>> BEGIN DATA FOR THIS TASK

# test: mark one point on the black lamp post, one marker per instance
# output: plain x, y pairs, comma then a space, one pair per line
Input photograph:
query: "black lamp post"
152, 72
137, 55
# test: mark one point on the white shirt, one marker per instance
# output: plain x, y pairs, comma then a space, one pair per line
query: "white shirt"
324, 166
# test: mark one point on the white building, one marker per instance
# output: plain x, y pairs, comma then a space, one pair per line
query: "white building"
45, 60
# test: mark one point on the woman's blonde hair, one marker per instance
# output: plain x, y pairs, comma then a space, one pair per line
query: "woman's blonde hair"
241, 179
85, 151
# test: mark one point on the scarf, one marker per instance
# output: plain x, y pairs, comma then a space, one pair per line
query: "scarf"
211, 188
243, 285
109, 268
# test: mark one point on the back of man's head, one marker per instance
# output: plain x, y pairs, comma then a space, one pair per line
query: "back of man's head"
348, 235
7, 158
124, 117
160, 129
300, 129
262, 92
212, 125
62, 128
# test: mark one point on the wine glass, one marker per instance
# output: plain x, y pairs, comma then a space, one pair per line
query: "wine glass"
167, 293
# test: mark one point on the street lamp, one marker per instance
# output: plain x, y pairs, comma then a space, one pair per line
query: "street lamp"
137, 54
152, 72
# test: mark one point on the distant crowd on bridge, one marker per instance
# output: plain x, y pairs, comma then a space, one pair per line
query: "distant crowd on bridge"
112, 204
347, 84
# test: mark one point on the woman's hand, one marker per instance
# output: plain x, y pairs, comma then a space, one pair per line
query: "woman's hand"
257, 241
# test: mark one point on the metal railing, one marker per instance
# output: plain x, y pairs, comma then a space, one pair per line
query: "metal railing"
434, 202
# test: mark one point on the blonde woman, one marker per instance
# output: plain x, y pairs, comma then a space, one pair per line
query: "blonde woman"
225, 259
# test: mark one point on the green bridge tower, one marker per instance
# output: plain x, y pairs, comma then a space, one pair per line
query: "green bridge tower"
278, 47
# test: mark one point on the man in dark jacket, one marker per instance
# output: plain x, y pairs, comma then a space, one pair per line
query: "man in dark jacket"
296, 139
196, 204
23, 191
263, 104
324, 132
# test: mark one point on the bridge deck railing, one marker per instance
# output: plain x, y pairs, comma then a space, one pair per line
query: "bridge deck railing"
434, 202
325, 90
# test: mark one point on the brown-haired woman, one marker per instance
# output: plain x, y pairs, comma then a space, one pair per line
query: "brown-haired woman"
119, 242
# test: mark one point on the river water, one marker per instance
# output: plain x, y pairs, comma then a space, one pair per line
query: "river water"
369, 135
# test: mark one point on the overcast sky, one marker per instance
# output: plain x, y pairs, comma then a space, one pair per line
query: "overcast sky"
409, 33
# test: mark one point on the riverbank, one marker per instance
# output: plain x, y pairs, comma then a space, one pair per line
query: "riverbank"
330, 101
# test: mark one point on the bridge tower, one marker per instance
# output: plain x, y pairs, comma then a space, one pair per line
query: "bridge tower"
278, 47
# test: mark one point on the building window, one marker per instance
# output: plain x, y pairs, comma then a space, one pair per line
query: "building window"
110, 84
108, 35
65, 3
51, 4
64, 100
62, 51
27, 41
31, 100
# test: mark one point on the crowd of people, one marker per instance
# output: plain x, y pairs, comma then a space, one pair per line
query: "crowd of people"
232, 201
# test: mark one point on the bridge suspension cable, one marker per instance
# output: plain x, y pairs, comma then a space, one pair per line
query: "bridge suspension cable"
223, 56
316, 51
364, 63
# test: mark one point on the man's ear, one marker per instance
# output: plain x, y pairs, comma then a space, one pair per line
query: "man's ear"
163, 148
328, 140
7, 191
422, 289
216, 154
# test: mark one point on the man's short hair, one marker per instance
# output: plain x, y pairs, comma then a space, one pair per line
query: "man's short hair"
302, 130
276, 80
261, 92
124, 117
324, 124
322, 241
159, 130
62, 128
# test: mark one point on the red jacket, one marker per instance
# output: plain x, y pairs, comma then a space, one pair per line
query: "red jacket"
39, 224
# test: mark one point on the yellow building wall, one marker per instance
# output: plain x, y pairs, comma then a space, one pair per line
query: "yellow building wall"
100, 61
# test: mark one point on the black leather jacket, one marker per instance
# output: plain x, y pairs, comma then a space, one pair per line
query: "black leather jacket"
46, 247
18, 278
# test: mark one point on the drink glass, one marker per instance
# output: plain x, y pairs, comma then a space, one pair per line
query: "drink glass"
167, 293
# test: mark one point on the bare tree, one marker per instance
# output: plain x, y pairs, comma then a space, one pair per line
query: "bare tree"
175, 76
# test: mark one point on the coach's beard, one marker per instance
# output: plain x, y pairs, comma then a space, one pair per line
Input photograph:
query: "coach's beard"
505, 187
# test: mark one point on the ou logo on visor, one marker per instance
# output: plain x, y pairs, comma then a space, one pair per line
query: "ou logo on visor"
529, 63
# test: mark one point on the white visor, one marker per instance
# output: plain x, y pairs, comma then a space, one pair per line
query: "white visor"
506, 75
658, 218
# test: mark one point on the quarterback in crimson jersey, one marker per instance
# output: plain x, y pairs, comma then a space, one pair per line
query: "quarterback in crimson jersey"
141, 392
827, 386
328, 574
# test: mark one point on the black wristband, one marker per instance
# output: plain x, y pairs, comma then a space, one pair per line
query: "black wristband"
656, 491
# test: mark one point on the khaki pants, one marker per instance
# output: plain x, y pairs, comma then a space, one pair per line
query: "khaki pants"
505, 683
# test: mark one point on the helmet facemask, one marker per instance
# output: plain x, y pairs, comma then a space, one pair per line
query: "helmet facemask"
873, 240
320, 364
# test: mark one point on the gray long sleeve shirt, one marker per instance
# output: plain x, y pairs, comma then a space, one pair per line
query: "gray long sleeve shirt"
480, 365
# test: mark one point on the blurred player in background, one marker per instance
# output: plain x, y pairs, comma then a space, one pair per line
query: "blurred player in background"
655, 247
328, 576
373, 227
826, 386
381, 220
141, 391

>> END DATA FOR THIS TASK

WHAT YOU SHOULD DO
Extract the listing in its entirety, matching it exactly.

SOLUTION TO THIS EXERCISE
# test: mark one point on the black lamp post, one marker per instance
# output: plain x, y pairs, comma then a space, one pair per line
Input photograph:
query: "black lamp post"
152, 72
137, 55
# test: mark one point on the white shirt, one marker per instance
# output: plain x, y pairs, comma then a space, one pair per line
query: "white shirt"
324, 166
# test: mark one point on the white building, one marker per instance
# output: plain x, y pairs, comma then a space, one pair per line
query: "white building"
45, 60
# test: mark one point on the woman's blonde hair, one marker per instance
# output: plain x, y pairs, comma then a space, one pair per line
query: "woman's blonde hair"
241, 179
85, 151
# test: mark one point on the scarf, one marker per instance
# output: plain x, y pairs, comma then a space, one pair per line
query: "scarf"
211, 188
243, 285
109, 268
# test: mark one point on the back of man's head, one marker per instance
# output: plain x, y pairs, comma then a space, one pair per line
query: "back of man's head"
348, 235
7, 158
124, 117
160, 129
300, 129
262, 92
212, 125
62, 128
# test: mark one point on the wine glass, one marker per instance
# output: plain x, y pairs, comma then a space, one pair per line
query: "wine glass"
167, 293
# test: mark one point on the street lamp, one marker per instance
# output: plain x, y pairs, comma then a space, one pair per line
query: "street lamp"
137, 54
152, 72
# test: mark one point on the distant crowd on bridge, one marker per instance
# output: plain x, y pairs, comma then a space, one pair per line
query: "distant crowd on bridge"
112, 204
347, 84
# test: mark one point on the woman's hand, one marker per instance
# output: plain x, y pairs, comma then a space, one pair per line
query: "woman's hand"
257, 241
# test: mark one point on the metal railing, one marker per instance
# output: plain x, y pairs, comma then a space, one pair per line
query: "metal railing"
434, 202
# test: mark one point on the blonde woman, one marker per instance
# output: plain x, y pairs, comma then a space, one pair per line
query: "blonde woman"
225, 259
# test: mark one point on the green bridge tower, one marker per instance
# output: plain x, y pairs, comma then a space, one pair per line
query: "green bridge tower"
278, 47
# test: mark one point on the man in dark jacket, one marker per instance
# output: plain x, y pairs, comma then a space, one pair per line
query: "man in dark jacket"
296, 139
196, 204
23, 191
263, 104
324, 132
# test: mark one point on the bridge deck railing, one marker per instance
# output: plain x, y pairs, comma then a space, one pair per line
query: "bridge deck railing"
434, 202
325, 90
# test: mark one point on the brown-haired woman, one marker per instance
# output: plain x, y pairs, comma then a space, one pair per line
query: "brown-haired woman"
119, 242
# test: mark one point on the river water, one marker per instance
# output: plain x, y pairs, comma then a space, one pair per line
query: "river water"
369, 135
# test: mark one point on the overcast sky, one marker per instance
# output: plain x, y pairs, comma then a space, one pair per line
query: "overcast sky"
409, 33
# test: mark one point on the riverbank, one marker per instance
# output: plain x, y pairs, comma then a space, one pair per line
query: "riverbank"
330, 101
# test: mark one point on the bridge tower, one marker per instance
# output: plain x, y pairs, comma then a space, one pair per line
query: "bridge tower"
278, 47
# test: mark one point on the building window, one marker per instance
# output: plain x, y pairs, comma then a space, one pair per line
query: "building window"
110, 84
108, 35
65, 3
51, 4
64, 100
62, 51
27, 41
31, 100
# test: mark one point on the crowd of people, one marker per instance
# output: plain x, y pairs, comma then a space, one pair per line
query: "crowd of people"
232, 201
# test: mark one point on the bridge suspension cable, one marker per instance
# output: plain x, y pairs, comma then a space, one pair per line
query: "bridge suspension cable"
223, 56
316, 51
364, 63
# test: mark one point on the man's ear, one marker per instance
# output: plain x, y pairs, comma then a space, one pair per line
query: "man's ear"
163, 148
328, 140
7, 191
422, 289
216, 154
# test: mark one point on the man's short hair, one marker per instance
# output: plain x, y pairs, comma then a space, one pair per line
query: "man's short hair"
302, 130
276, 80
261, 92
124, 117
324, 124
322, 241
159, 130
62, 128
# test: mark one point on the red jacket, one marker per instance
# output: plain x, y pairs, comma then a space, one pair per line
query: "red jacket"
39, 224
# test: mark one point on the yellow building wall, one marker per instance
# output: plain x, y pairs, comma then a space, one pair per line
query: "yellow building wall"
100, 61
# test: mark one point on the black leather jacket, one marker per instance
# output: plain x, y pairs, comma then a space, one pair per line
query: "black leather jacket"
46, 247
18, 278
# test: mark one point on the drink glass, one marker per instance
# output: plain x, y pairs, comma then a space, one pair per line
query: "drink glass"
167, 293
# test: mark one point on the bare tree, one marker per instance
# output: plain x, y pairs, comma then a space, one pair per line
query: "bare tree"
175, 76
# test: mark one point on the coach's beard, one marker per instance
# output: plain x, y pairs, comma then a space, one pair per line
Input photograph:
query: "coach's beard"
505, 187
# test: mark one point on the ou logo on visor, one marker per instance
# output: plain x, y pairs, comma then a space, one pair per line
query: "ou logo on visor"
529, 63
# test: mark one point on the white visor, one marker per instance
# output: plain x, y pairs, comma then a space, one pair per line
query: "white visor"
506, 75
658, 218
# test: mark one point on the quarterback in crimson jersey, one marker per instance
# output: plain x, y pairs, comma then a space, one pair per line
query: "quarterback in crimson jersey"
141, 392
827, 386
328, 574
# test: mark one point on the black wristband, one marker per instance
# output: plain x, y pairs, comma then a space, one pair per line
query: "black wristband"
656, 491
# test: mark one point on the khaki pants, one marker per instance
# output: plain x, y pairs, comma then a space, one pair per line
query: "khaki pants"
505, 683
# test: mark one point on the helmet facemask, one marker per instance
# output: plain x, y pairs, comma then a space, one pair per line
query: "helmet facemask"
873, 240
320, 364
# test: mark one point on the gray long sleeve shirt, one marker per instance
# output: plain x, y pairs, comma then a space, one pair per line
query: "gray long sleeve shirt"
480, 365
# test: mark one point on the blurred player in background, one marker per instance
# output: plain x, y pairs, comma then a space, one pair per line
query: "blurred player in background"
655, 247
328, 576
373, 227
826, 386
381, 220
141, 391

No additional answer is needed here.